■ Stated goal: Rewrite every line of the material below as a numbered list, one line per item, and leave out any blank lines.

[Records from a point annotation dataset]
===

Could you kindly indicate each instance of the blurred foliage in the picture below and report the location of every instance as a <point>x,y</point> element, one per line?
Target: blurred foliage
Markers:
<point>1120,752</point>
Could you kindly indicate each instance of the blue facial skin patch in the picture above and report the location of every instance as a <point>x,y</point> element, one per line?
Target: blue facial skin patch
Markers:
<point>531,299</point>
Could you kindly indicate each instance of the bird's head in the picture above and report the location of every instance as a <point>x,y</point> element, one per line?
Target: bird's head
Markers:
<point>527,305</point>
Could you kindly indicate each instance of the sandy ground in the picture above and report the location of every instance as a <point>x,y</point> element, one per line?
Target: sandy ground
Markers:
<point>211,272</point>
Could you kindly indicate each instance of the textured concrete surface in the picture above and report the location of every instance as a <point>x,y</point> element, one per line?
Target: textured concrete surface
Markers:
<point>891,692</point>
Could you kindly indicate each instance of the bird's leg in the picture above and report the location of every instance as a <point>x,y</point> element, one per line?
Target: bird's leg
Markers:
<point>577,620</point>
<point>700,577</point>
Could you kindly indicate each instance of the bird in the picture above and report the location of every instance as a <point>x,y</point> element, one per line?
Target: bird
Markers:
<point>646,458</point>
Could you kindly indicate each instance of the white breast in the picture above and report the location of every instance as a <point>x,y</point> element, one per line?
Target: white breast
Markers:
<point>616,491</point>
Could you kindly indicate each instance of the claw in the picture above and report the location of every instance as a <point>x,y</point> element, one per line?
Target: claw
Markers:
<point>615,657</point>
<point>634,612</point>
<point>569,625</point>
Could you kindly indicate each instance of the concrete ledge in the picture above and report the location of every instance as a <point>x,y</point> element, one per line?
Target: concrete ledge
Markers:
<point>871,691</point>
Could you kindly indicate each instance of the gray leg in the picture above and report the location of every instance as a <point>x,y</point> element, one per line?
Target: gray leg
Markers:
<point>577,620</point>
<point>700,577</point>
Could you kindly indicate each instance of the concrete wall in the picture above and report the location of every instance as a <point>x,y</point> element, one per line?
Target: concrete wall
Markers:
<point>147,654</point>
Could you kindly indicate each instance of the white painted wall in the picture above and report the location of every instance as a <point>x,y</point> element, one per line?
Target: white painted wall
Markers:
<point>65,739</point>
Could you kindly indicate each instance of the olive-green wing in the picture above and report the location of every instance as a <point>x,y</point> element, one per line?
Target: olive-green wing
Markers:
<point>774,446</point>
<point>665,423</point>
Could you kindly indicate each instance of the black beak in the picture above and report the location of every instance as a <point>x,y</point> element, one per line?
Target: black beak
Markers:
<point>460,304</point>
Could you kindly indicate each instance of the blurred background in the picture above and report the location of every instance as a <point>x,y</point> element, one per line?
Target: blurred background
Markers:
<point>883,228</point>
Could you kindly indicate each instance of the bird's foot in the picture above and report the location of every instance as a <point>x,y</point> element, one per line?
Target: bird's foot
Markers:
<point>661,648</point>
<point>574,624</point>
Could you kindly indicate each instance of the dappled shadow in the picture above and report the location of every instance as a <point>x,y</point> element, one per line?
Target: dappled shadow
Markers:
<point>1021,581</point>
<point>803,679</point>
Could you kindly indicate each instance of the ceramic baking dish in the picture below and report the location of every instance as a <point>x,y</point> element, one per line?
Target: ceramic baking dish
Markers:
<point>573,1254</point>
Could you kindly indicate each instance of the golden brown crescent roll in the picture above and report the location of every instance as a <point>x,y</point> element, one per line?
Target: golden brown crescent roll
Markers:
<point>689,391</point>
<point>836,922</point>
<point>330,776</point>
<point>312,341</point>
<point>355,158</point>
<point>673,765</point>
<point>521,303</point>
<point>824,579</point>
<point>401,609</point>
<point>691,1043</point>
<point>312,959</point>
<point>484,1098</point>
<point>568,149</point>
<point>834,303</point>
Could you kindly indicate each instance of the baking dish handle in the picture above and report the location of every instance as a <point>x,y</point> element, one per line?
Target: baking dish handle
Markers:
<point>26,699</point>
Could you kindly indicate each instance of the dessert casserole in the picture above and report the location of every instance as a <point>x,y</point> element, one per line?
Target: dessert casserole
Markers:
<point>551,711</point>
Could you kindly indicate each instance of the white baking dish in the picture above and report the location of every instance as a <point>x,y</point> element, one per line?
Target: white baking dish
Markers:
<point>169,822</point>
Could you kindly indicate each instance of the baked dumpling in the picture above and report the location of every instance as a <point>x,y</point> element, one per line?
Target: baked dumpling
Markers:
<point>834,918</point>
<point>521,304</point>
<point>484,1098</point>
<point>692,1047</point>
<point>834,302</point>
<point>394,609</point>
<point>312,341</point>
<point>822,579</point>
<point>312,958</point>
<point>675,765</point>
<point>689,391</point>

===

■ Exercise result:
1. Could you kindly indicate each instance of the blurred foliage in the picture below and report the location of every instance as a <point>x,y</point> element, one per line?
2. Target: blurred foliage
3. Markers:
4. <point>1120,752</point>
5. Could you kindly indicate each instance of the blue facial skin patch in the picture above and report the location of every instance as a <point>x,y</point> element, one per line?
6. Target: blue facial skin patch
7. Markers:
8. <point>531,299</point>
9. Could you kindly indicate each instance of the bird's head in the picture above and report the location of every instance as a <point>x,y</point> element, one per line?
10. Target: bird's head
11. Markers:
12. <point>527,305</point>
13. Could you kindly indicate each instance of the sandy ground in the picture above and report the location of every instance as a <point>x,y</point> element, one per line?
14. Target: sandy ground
15. Markers:
16. <point>211,272</point>
17. Could you kindly indicate each instance of the textured concrete surface in the picture above and report the location of every instance as a <point>x,y</point> element, one per line?
18. Target: textured concrete surface
19. Markers:
20. <point>891,692</point>
21. Could you kindly indicate each instance of the bird's leg in the picture above and report the location of every instance as a <point>x,y</point> element, one per line?
22. Target: bird's leg
23. Markers:
24. <point>577,620</point>
25. <point>700,577</point>
26. Could you kindly indicate each instance of the bird in the picture above and report the location of every instance as a <point>x,y</point> element, one per line?
27. Target: bird
28. Markers:
29. <point>646,458</point>
30. Could you kindly indicate each instance of the white breast in the picture above and report the location of every instance as a <point>x,y</point> element, one per line?
31. Target: white breast
32. Markers:
33. <point>616,491</point>
34. Could you kindly indicate each instance of the claw in the picture above and report the location of every instance as a <point>x,y</point> element, one per line?
35. Target: claw
36. Markers:
37. <point>615,657</point>
38. <point>634,612</point>
39. <point>569,625</point>
40. Could you kindly indicate each instance of the concrete ledge in the picture above and report the location of every instance as a <point>x,y</point> element, one per line?
41. Target: concrete ledge
42. Markers:
43. <point>871,691</point>
44. Could you kindly indicate each instance of the gray leg in the picture above and report the location of every instance as a <point>x,y</point> element, one per line?
45. Target: gray leg
46. Markers:
47. <point>577,620</point>
48. <point>700,577</point>
49. Could you kindly indicate each instance of the concrete wall in the picture above and report the location of every instance as a <point>x,y</point> element, one per line?
50. Target: concrete wall
51. Markers:
52. <point>147,654</point>
53. Could you kindly indicate each instance of the white painted wall in the picture above and report the location of every instance as a <point>x,y</point> element, one per line?
54. Target: white painted wall
55. Markers:
56. <point>65,739</point>
57. Could you kindly indicate each instance of the olive-green wing in the picture above and report the location of every instance as a <point>x,y</point> element, one per line?
58. Target: olive-green wing
59. Markers:
60. <point>774,446</point>
61. <point>665,423</point>
62. Could you kindly indicate each instance of the black beak in the picture above and report the location of every instance as a <point>x,y</point> element, one per line?
63. Target: black beak
64. Markers:
65. <point>460,304</point>
66. Could you kindly indicate each instance of the blurred background in the picture above and report the location of every instance as a <point>x,y</point> element, one per line?
67. Target: blurred background
68. Markers:
69. <point>883,228</point>
70. Could you kindly indicate each instance of the bird's foot in the picture above and report the location of every instance as a <point>x,y</point> element, one per line?
71. Target: bird's foot
72. Markers:
73. <point>661,648</point>
74. <point>574,624</point>
75. Could you kindly indicate each instance of the dappled shadow in the picture above and report the location of every instance as a <point>x,y</point> element, one per line?
76. Target: dappled shadow
77. Markers:
78. <point>1021,581</point>
79. <point>803,679</point>
80. Could you kindly indicate each instance of the ceramic baking dish in the picture below and report the location of every instance as a <point>x,y</point> element, one per line?
81. Target: ceramic baking dish
82. Markers:
83. <point>573,1254</point>
84. Could you kindly indicate each instance of the golden brown crescent roll in the picture above and report the location of every instance as a <point>x,y</point> element, one per line?
85. Target: golden brown crescent roll
86. Markers:
87. <point>689,391</point>
88. <point>836,922</point>
89. <point>330,776</point>
90. <point>312,341</point>
91. <point>355,158</point>
92. <point>673,765</point>
93. <point>521,303</point>
94. <point>824,579</point>
95. <point>401,609</point>
96. <point>691,1043</point>
97. <point>312,959</point>
98. <point>484,1098</point>
99. <point>568,149</point>
100. <point>834,303</point>
101. Could you kindly indicate each instance of the baking dish handle in the picture above and report the location of every instance as a <point>x,y</point> element, one per line?
102. Target: baking dish handle
103. Markers:
104. <point>26,699</point>
105. Could you kindly indicate each instance of the dessert casserole in the picture above and report the location of every instance as a <point>x,y</point> element, one per line?
106. Target: dessert casserole
107. Markers:
108. <point>551,711</point>
109. Could you kindly indicate each instance of the white baking dish in the picture above and report the location of every instance as a <point>x,y</point> element, one per line?
110. Target: white baking dish
111. Markers:
112. <point>169,822</point>
113. Could you kindly indicate each instance of the baked dumpling in the picture above and report the location of every instance as a <point>x,y</point> element, one per line?
114. Target: baked dumpling
115. Markers:
116. <point>834,918</point>
117. <point>521,304</point>
118. <point>484,1098</point>
119. <point>692,1047</point>
120. <point>834,302</point>
121. <point>394,609</point>
122. <point>312,341</point>
123. <point>822,579</point>
124. <point>312,958</point>
125. <point>675,765</point>
126. <point>689,391</point>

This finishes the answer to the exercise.